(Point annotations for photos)

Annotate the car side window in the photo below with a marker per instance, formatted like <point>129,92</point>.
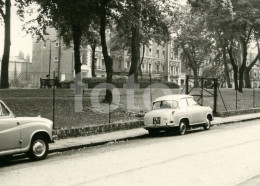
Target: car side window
<point>165,104</point>
<point>3,110</point>
<point>191,102</point>
<point>183,103</point>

WHAT IS NEEDED
Change every "car side window" in the material to "vehicle side window", keep everything else the same, and leave the pictures out of your answer.

SOLUTION FOR THIS PROBLEM
Annotate the vehicle side window in the photo below with a marker per instance, formatted like <point>129,92</point>.
Target: vehicle side window
<point>165,104</point>
<point>3,110</point>
<point>191,102</point>
<point>183,103</point>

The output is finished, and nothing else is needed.